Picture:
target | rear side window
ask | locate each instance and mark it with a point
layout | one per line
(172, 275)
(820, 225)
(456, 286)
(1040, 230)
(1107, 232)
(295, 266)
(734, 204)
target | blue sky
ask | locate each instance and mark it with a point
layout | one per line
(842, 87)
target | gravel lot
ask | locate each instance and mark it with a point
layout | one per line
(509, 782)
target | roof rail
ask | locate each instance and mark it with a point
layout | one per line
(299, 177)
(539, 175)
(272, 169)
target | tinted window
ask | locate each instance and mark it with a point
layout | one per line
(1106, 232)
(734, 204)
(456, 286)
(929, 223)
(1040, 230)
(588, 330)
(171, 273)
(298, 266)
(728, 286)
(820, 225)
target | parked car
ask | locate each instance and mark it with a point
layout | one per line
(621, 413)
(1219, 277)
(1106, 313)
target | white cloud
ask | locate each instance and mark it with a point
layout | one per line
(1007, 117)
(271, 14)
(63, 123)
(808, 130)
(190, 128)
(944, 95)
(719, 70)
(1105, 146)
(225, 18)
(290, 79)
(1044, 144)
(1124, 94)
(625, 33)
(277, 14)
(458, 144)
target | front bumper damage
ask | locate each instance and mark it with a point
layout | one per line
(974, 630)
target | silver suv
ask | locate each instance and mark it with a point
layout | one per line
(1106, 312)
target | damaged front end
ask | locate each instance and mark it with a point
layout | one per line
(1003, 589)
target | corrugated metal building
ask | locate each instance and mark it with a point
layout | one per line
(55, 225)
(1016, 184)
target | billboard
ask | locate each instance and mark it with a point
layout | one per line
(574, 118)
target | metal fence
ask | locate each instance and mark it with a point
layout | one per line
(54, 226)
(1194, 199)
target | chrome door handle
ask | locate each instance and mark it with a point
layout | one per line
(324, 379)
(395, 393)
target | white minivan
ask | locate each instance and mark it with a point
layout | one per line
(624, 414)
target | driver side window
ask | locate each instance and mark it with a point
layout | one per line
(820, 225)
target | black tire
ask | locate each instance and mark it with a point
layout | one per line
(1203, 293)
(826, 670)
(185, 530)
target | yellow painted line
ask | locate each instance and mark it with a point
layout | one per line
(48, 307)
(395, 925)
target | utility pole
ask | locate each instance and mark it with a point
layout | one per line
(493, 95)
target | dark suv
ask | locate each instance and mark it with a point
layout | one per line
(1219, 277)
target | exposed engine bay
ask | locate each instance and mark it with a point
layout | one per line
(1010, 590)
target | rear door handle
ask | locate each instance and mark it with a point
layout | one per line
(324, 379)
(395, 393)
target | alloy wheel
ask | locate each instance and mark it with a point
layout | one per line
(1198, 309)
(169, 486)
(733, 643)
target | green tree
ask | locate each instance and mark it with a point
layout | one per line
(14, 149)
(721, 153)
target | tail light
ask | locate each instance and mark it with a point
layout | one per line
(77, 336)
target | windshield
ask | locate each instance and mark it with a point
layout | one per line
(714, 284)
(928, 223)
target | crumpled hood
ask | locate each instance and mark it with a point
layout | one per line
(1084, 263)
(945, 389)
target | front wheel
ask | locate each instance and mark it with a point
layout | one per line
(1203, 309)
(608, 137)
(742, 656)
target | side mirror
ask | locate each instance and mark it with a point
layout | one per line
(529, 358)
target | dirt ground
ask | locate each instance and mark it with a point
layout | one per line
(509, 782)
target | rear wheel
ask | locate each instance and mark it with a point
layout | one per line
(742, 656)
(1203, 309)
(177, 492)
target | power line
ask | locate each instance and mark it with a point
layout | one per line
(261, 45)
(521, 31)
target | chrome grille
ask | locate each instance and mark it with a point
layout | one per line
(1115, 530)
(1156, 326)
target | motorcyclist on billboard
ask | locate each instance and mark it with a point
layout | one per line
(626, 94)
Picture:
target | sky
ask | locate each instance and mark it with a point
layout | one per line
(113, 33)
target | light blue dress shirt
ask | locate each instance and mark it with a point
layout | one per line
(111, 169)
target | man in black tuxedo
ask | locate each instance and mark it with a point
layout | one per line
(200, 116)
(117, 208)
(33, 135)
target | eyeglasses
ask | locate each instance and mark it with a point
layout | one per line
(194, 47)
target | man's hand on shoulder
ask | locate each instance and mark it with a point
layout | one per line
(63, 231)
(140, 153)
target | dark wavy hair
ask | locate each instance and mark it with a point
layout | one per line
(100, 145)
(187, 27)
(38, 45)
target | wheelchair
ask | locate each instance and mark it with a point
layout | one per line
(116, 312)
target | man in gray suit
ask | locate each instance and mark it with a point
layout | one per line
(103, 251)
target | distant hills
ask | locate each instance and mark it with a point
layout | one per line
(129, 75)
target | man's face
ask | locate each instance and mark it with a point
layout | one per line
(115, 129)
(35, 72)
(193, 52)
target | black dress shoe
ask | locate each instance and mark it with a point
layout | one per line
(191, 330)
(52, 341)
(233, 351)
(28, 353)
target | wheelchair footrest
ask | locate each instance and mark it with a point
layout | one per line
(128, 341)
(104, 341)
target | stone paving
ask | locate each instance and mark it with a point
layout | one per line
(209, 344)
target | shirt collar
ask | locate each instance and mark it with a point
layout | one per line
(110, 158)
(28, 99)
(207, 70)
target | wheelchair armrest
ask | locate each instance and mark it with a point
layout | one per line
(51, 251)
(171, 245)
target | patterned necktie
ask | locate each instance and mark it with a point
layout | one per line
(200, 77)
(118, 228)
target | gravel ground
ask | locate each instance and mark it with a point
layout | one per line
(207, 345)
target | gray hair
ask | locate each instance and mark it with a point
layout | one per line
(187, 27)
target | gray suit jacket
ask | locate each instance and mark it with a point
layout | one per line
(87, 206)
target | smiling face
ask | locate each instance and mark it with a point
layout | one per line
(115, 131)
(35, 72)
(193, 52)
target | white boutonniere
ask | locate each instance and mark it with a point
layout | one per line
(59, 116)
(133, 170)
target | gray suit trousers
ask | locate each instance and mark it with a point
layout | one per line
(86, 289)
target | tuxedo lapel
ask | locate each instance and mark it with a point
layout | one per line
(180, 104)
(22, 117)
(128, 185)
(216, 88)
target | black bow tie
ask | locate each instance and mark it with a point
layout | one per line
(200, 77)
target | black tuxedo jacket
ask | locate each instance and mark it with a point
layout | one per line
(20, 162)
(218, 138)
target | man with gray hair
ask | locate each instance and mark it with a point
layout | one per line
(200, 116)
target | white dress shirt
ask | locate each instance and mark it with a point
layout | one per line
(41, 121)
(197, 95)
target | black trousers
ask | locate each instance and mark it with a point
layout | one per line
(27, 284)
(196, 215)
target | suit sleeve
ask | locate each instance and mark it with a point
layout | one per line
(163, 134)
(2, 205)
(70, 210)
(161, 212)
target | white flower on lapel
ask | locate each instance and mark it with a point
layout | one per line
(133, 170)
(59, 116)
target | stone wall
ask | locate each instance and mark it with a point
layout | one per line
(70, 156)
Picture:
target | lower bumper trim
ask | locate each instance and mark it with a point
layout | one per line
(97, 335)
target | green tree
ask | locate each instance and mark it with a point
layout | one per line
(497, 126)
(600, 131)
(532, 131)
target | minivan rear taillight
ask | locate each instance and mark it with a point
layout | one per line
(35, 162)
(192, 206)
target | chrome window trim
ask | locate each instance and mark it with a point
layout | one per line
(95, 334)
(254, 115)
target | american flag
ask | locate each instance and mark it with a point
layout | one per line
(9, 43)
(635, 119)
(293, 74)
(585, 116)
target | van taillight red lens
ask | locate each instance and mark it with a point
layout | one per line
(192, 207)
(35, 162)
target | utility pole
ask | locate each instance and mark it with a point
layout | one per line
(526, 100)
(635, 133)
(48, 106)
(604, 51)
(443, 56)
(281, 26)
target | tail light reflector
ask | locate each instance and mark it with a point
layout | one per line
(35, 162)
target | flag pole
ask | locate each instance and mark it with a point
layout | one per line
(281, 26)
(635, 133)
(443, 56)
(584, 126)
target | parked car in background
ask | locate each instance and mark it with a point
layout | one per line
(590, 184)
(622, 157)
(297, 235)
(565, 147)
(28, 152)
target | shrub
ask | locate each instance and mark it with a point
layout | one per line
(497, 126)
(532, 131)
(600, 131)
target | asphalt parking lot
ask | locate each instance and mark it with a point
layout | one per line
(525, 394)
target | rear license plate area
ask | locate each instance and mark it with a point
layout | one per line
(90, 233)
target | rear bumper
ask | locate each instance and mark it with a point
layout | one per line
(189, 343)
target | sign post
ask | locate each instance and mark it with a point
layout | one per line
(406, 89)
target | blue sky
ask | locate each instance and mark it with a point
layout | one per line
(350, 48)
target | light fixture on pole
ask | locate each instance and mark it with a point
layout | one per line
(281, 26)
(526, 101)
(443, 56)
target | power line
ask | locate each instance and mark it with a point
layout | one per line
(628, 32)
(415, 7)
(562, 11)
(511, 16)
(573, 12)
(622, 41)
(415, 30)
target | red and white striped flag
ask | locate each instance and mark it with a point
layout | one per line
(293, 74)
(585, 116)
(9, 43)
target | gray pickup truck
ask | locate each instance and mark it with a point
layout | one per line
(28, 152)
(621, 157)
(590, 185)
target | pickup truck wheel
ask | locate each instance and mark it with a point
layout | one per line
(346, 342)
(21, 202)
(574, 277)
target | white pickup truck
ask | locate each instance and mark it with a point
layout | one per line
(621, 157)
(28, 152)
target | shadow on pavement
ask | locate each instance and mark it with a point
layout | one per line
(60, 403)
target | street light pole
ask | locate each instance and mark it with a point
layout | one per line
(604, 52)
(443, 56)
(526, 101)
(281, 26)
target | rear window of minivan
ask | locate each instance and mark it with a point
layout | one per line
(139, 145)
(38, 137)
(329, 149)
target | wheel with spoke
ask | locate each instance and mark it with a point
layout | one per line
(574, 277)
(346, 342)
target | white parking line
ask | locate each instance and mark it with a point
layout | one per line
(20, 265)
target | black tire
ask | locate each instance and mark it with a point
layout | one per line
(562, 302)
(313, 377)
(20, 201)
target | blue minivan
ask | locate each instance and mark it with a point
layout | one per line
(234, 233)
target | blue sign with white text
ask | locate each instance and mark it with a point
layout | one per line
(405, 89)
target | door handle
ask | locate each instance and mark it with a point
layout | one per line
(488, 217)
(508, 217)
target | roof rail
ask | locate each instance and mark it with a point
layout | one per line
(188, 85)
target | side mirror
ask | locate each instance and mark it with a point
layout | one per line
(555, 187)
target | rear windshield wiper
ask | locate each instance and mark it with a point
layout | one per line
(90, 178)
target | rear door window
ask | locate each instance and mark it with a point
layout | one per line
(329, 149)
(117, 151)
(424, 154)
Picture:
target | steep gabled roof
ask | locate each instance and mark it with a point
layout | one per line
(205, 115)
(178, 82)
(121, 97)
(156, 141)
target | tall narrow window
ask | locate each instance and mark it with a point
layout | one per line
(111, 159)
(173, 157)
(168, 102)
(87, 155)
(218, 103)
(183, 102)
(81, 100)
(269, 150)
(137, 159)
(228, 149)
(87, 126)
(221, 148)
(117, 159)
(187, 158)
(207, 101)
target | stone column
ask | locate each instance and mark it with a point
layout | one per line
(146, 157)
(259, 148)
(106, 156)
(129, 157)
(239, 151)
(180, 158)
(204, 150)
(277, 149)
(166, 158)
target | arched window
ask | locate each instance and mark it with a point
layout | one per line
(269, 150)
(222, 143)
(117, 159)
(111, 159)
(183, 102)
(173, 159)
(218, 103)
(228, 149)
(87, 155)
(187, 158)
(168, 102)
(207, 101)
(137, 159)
--- --- ---
> THE PROBLEM
The line containing "target | rear door window" and every line after it, through the end of the records, should be repeated exactly and alone.

> EXERCISE RESULT
target | rear door window
ask | locate each instance and mark it with a point
layout | one per line
(329, 149)
(117, 151)
(424, 154)
Picture:
target | steep gabled roof
ask | locate each instance and mark it with a point
layout | one per line
(205, 115)
(178, 82)
(121, 97)
(156, 141)
target | tall narrow window
ask | locate each instance and mark it with a point
layout | one per line
(111, 159)
(173, 157)
(168, 102)
(87, 155)
(218, 103)
(183, 102)
(81, 100)
(269, 150)
(137, 159)
(228, 149)
(87, 126)
(221, 148)
(117, 159)
(187, 158)
(207, 101)
target | stone column
ask | locate each instance and mark it with a point
layout | one per line
(146, 157)
(259, 148)
(106, 156)
(129, 157)
(239, 151)
(180, 158)
(204, 150)
(277, 149)
(166, 158)
target | arched window
ask | locate each instance and mark it with a point
layout | one per line
(269, 150)
(222, 143)
(117, 159)
(111, 159)
(183, 102)
(173, 159)
(218, 103)
(228, 149)
(87, 155)
(187, 158)
(168, 102)
(207, 101)
(137, 159)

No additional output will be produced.